-- Textauszug --
......

Ja. Die erste Demonstration, auf der Lena Schilling gemeinsam mit ihren Eltern war, war gegen Schwarz-Blau. Lena Schillings Mama war auch beim "Lobau Bleibt"-Camp dabei. "Meine Mama hat am ersten Tag der Besetzung am Camp übernachtet und war die Erste, die gegen das Alkoholverbot verstoßen hat", erzählt Lena Schilling, nicht ganz ohne Stolz in der Stimme. "Sie hat Journalist:innen betreut und war stabil auf der Blockade. Und sie hat sich dabei bei den Journalist:innen immer über das Rauch- und Trinkverbot aufgeregt."
Lobau: Der Kampf gegen die Stadtstraße
Apropos "Lobau Bleibt". Was bleibt von der Bewegung, jetzt wo die Bagger für die Stadtstraße rollen? "Der abgesagte Lobau-Tunnel bleibt von 'Lobau Bleibt'", ist sich Lena Schilling sicher. "Der Kampf gegen die Stadtstraße, das war der Moment, wo sich die Klimabewegung an einem lokalen Kampf verbündet hat. Alle haben an einem Strang gezogen. Wir haben die Debatte verändert. Wir haben gesagt, wenn Blödsinn passiert, setzen wir uns vor Bagger. Vor 'Lobau Bleibt' war die Klimabewegung hierzulande sehr brav. Jetzt reden wir über die Rolle von Konzernen bei der Klimakrise, über Mobilität, über die Profite, die Haselsteiner und die STRABAG mit dem Bau der Stadtstraße machen. Das ist sehr wertvoll."
Durch "Lobau Bleibt" hat es zwischen der Klimabewegung und der Wiener Stadtregierung ziemlich gerappelt. Wie ist das Verhältnis heute? "Ich hatte seit 'Lobau Bleibt' keinen Kontakt mehr zur Stadt Wien", sagt Lena Schilling zu diesem Thema. Aber eine Anekdote kann sie erzählen: "Ich war gemeinsam mit Mobilitätsstadträtin Ulli Sima auf der 40-Jahre-Global-2000-Geburtstagsfeier. Ich wollte ihr die Hand geben. Sie ist einfach kommentarlos weggegangen."

......

-- Gegebene Angaben --
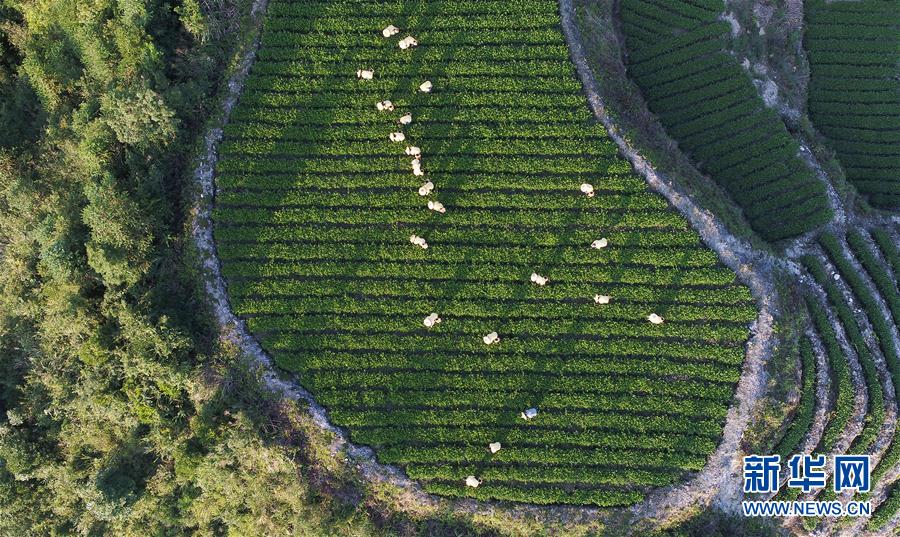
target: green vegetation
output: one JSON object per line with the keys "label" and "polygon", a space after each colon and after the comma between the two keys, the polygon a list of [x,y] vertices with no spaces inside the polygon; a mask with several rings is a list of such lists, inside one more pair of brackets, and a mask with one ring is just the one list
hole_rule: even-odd
{"label": "green vegetation", "polygon": [[215,236],[235,312],[380,461],[448,496],[626,505],[703,467],[756,312],[617,156],[559,24],[543,0],[271,2]]}
{"label": "green vegetation", "polygon": [[[805,260],[807,263],[811,260]],[[807,264],[807,268],[810,268]],[[822,440],[815,452],[828,452],[841,435],[841,432],[847,428],[850,418],[853,416],[854,390],[850,381],[850,368],[847,365],[847,358],[841,350],[841,344],[837,339],[837,334],[828,316],[825,314],[824,308],[817,300],[809,298],[806,302],[812,315],[813,326],[822,339],[825,346],[825,354],[828,357],[828,365],[830,367],[829,376],[831,377],[831,391],[834,394],[834,408],[828,417],[825,425],[825,432],[822,433]]]}
{"label": "green vegetation", "polygon": [[875,240],[875,244],[881,250],[881,255],[884,256],[891,266],[891,270],[894,272],[894,279],[900,282],[900,248],[897,248],[897,243],[888,232],[878,228],[872,229],[872,239]]}
{"label": "green vegetation", "polygon": [[809,114],[869,202],[900,207],[900,2],[812,0]]}
{"label": "green vegetation", "polygon": [[781,455],[782,460],[787,460],[796,452],[797,447],[809,433],[815,417],[816,357],[812,342],[806,337],[800,340],[800,366],[800,402],[797,404],[797,411],[790,427],[772,450],[773,454]]}
{"label": "green vegetation", "polygon": [[249,11],[0,5],[0,535],[535,533],[399,511],[220,346],[183,191]]}
{"label": "green vegetation", "polygon": [[804,258],[803,263],[816,282],[825,290],[825,294],[828,297],[828,306],[834,311],[838,321],[841,323],[844,333],[847,335],[847,339],[859,358],[859,363],[862,367],[866,392],[869,397],[868,408],[863,429],[850,447],[850,452],[860,453],[865,451],[875,441],[884,424],[884,390],[878,378],[875,358],[866,346],[866,341],[853,315],[853,310],[844,301],[844,297],[841,295],[841,291],[834,283],[834,280],[828,277],[825,269],[822,268],[822,265],[815,258]]}
{"label": "green vegetation", "polygon": [[878,530],[887,524],[897,511],[900,510],[900,483],[894,483],[891,487],[888,497],[878,506],[872,519],[869,520],[868,529]]}
{"label": "green vegetation", "polygon": [[[878,306],[877,299],[866,286],[863,275],[854,269],[849,259],[845,257],[844,248],[838,239],[834,235],[826,234],[819,239],[819,244],[822,245],[822,248],[828,254],[828,258],[840,273],[841,278],[847,282],[853,294],[859,300],[863,311],[872,324],[875,337],[887,361],[888,369],[891,371],[894,385],[900,385],[900,349],[897,348],[894,338],[891,336],[891,331],[896,329],[896,325],[891,319],[885,318],[881,314],[881,308]],[[883,296],[882,298],[886,302],[890,302],[892,295],[893,299],[896,300],[895,293],[889,293],[888,296]]]}
{"label": "green vegetation", "polygon": [[650,110],[698,168],[742,208],[767,240],[830,220],[825,186],[799,144],[726,52],[716,1],[624,0],[628,73]]}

......

-- Aufgabe A --
Übersetzen Sie den folgenden Satz aus dem Textauszug über „Lobau Bleibt“ ins Englische: „Vor 'Lobau Bleibt' war die Klimabewegung hierzulande sehr brav.“
-- Aufgabe B --
Beantworten Sie anhand des Textauszugs über „Lobau Bleibt“ diese Fragen:
(i) Wogegen richtete sich die erste Demonstration, die Lena Schilling gemeinsam mit ihren Eltern besuchte?
(ii) Was bleibt laut Lena Schilling von „Lobau Bleibt“?
(iii) Wie reagierte Ulli Sima, als Lena Schilling ihr die Hand geben wollte?
Für die Bearbeitung werden die Datensätze nicht gebraucht.

-- Lösung A --
Before "Lobau Bleibt," the climate movement in this country was very well-behaved.

-- Lösung B --
(i) Sie richtete sich gegen Schwarz-Blau.
(ii) Der abgesagte Lobau-Tunnel bleibt davon.
(iii) Sie ging einfach kommentarlos weg.